> Article:
In many cases, today's FPGAs are dramatically underserving their markets. Think about this: the FPGA device that is being designed into an LTE cellular baseband processing card is the same device that is being designed into a 10G Layer 2 Ethernet switch, and it is the exact same device that is being designed into a plasma display.
Yes, this breadth helps programmable logic companies stay financially efficient. However, this "lowest common denominator" approach is making FPGAs harder to use and less cost efficient for any given application, and the vendors are ultimately passing this burden on to their customers.
The growth of ASIC cost of ownership has been well documented by industry journalists, but today's FPGAs are facing a similarly escalating cost of ownership. FPGAs don't have the mask and manufacturing costs associated with ASICs, but they do have increasing design capture and verification costs.

> Work instructions:
1 - Answer from the FPGA passage:
(a) What three products is the same FPGA device said to be designed into?
(b) What two effects on FPGAs does the passage attribute to the "lowest common denominator" approach?
(c) Which FPGA costs does the passage say are increasing?
2 - Please write out the FPGA passage word for word, from "Yes, this breadth" up to and including "and verification costs.".
3 - Carry on the FPGA passage from its last sentence.

> Raw data:
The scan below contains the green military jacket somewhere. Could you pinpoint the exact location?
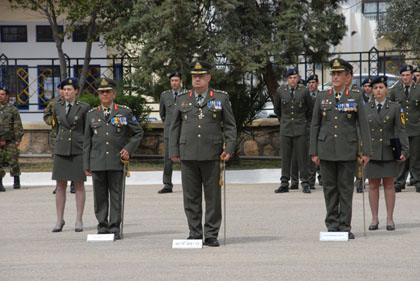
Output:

> Written answers:
1 -
(a) An LTE cellular baseband processing card, a 10G Layer 2 Ethernet switch, and a plasma display.
(b) It makes FPGAs harder to use and less cost efficient for any given application.
(c) Design capture and verification costs.

2 -
Yes, this breadth helps programmable logic companies stay financially efficient. However, this "lowest common denominator" approach is making FPGAs harder to use and less cost efficient for any given application, and the vendors are ultimately passing this burden on to their customers.
The growth of ASIC cost of ownership has been well documented by industry journalists, but today's FPGAs are facing a similarly escalating cost of ownership. FPGAs don't have the mask and manufacturing costs associated with ASICs, but they do have increasing design capture and verification costs.

3 -
Yes, you can verify at system speed in hardware, exposing your design to billions of real vectors instead of thousands of software vectors. But consider this: how long will it take you to close timing on a 20Gbps traffic manager spread across multiple FPGAs? How many times will you have to re-architect your design to achieve the throughput needed? Will you ignore the hundreds of paths that miss by 1.5 ns simply because there are too many of them? Each of these common FPGA challenges indeed costs you money, much like ASIC verification. The lack of FPGA architectural innovation is driving up the development costs associated with design capture and verification.
What does this mean? With engineering costs rising, and time to market pressures as strong as they have ever been, the time is right for an innovative programmable logic approach to emerge that will better meet the logic needs of specific applications, just as PALs, EPLDs, and CPLDs did in the past. The programmable logic market will again become fragmented with specialized architectures, but this time it will be manifested by more embedded IP. The time is right for smaller companies such as Cswitch to fill the void and bring customer focus and innovation back to the programmable logic industry.
Notes/References
- "How do we use the data from I/Os running at 8.5 Gbps?" by Clive Maxfield, Programmable Logic DesignLine, May 23 2008. (www.plddesignline.com).
- Stratix IV Device Handbook Vol 2 by Altera, Nov 2008, page 131.
- AN516: 10Gbps Ethernet Reference Design by Altera, Nov 2008, page 5.
- Conversion factor from Altera Stratix IV GX ALMs to logic elements, which is defined as a 4LUT and a register. (www.altera.com).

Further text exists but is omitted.